> **DIRECTIONS**
Your answer must be an exact copy of the entries, containing no images.
*** Opening RECORDS PROVIDED ***
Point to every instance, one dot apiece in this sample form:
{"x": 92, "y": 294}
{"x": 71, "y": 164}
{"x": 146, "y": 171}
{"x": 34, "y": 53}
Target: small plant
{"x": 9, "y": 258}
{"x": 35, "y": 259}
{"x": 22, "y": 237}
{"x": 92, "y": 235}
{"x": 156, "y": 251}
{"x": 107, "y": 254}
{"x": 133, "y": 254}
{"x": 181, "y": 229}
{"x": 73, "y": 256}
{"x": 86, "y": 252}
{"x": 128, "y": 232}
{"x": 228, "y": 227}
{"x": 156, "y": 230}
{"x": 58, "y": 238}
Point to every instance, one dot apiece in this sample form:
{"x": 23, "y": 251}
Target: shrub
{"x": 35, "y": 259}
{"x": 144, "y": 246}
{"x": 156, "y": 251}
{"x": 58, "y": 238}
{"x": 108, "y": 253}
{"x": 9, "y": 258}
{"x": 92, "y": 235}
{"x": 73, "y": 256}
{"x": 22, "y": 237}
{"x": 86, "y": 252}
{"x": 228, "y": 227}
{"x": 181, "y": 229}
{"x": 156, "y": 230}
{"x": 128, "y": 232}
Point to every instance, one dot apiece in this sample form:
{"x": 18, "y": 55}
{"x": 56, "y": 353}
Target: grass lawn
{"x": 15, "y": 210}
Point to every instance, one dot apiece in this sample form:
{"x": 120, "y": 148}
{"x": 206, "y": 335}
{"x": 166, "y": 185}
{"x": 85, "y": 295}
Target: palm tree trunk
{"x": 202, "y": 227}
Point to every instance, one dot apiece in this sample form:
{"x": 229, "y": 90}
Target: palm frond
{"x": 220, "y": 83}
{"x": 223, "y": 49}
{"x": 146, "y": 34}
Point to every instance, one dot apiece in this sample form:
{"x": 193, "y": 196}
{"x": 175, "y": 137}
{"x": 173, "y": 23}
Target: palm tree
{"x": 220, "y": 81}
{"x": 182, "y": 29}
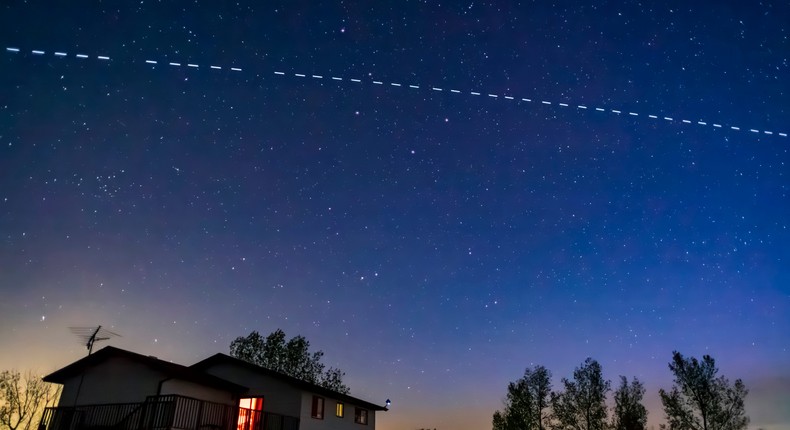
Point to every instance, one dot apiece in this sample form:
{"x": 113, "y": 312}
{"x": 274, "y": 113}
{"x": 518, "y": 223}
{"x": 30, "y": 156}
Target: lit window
{"x": 318, "y": 408}
{"x": 250, "y": 413}
{"x": 361, "y": 416}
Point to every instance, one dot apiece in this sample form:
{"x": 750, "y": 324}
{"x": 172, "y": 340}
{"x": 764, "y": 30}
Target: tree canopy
{"x": 629, "y": 412}
{"x": 526, "y": 400}
{"x": 699, "y": 400}
{"x": 582, "y": 406}
{"x": 23, "y": 397}
{"x": 292, "y": 358}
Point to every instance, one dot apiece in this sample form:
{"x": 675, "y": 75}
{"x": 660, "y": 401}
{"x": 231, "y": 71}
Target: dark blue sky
{"x": 437, "y": 196}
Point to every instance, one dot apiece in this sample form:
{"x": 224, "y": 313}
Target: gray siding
{"x": 279, "y": 397}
*** Closing RECORDS PROVIDED ***
> **ANSWER TO THE PROBLEM**
Point to every instance, one dot apiece in this sample form:
{"x": 92, "y": 294}
{"x": 71, "y": 164}
{"x": 146, "y": 171}
{"x": 34, "y": 53}
Target: small plant
{"x": 9, "y": 258}
{"x": 35, "y": 259}
{"x": 22, "y": 237}
{"x": 92, "y": 235}
{"x": 156, "y": 251}
{"x": 107, "y": 254}
{"x": 133, "y": 254}
{"x": 181, "y": 229}
{"x": 73, "y": 256}
{"x": 86, "y": 252}
{"x": 128, "y": 232}
{"x": 228, "y": 227}
{"x": 156, "y": 230}
{"x": 58, "y": 238}
Point to every instance, one dot apiece in this sample form:
{"x": 23, "y": 251}
Target: shrub
{"x": 35, "y": 259}
{"x": 144, "y": 246}
{"x": 156, "y": 251}
{"x": 58, "y": 238}
{"x": 108, "y": 253}
{"x": 9, "y": 258}
{"x": 92, "y": 235}
{"x": 73, "y": 256}
{"x": 22, "y": 237}
{"x": 86, "y": 252}
{"x": 228, "y": 227}
{"x": 181, "y": 229}
{"x": 156, "y": 230}
{"x": 128, "y": 232}
Point to every instance, one dot apiece in this sample form:
{"x": 18, "y": 55}
{"x": 56, "y": 353}
Target: grass lawn
{"x": 15, "y": 210}
Point to every instance, one dot apiece in this sample form:
{"x": 120, "y": 148}
{"x": 206, "y": 335}
{"x": 166, "y": 185}
{"x": 85, "y": 295}
Target: palm tree trunk
{"x": 202, "y": 227}
Point to every instance, one dot apiece in this sample form:
{"x": 229, "y": 90}
Target: palm frond
{"x": 220, "y": 83}
{"x": 223, "y": 49}
{"x": 146, "y": 34}
Point to every instance, one dot apiece in this sample form:
{"x": 193, "y": 196}
{"x": 175, "y": 137}
{"x": 173, "y": 23}
Target: palm tree
{"x": 220, "y": 81}
{"x": 182, "y": 29}
Point to every instance, one dot apiece in this sample form:
{"x": 113, "y": 312}
{"x": 274, "y": 113}
{"x": 518, "y": 223}
{"x": 30, "y": 156}
Target: lit window
{"x": 318, "y": 408}
{"x": 250, "y": 413}
{"x": 361, "y": 416}
Point to every instance, one dot apiece in this sample form:
{"x": 750, "y": 324}
{"x": 172, "y": 340}
{"x": 764, "y": 30}
Target: tree canopy
{"x": 629, "y": 412}
{"x": 526, "y": 400}
{"x": 699, "y": 400}
{"x": 582, "y": 406}
{"x": 23, "y": 397}
{"x": 292, "y": 358}
Point to every instance, one dot apiece in this sample form:
{"x": 675, "y": 75}
{"x": 660, "y": 401}
{"x": 231, "y": 71}
Target: dark blue sky
{"x": 437, "y": 196}
Point to every instance, one dot apiece in this sample form:
{"x": 224, "y": 313}
Target: gray siding
{"x": 279, "y": 397}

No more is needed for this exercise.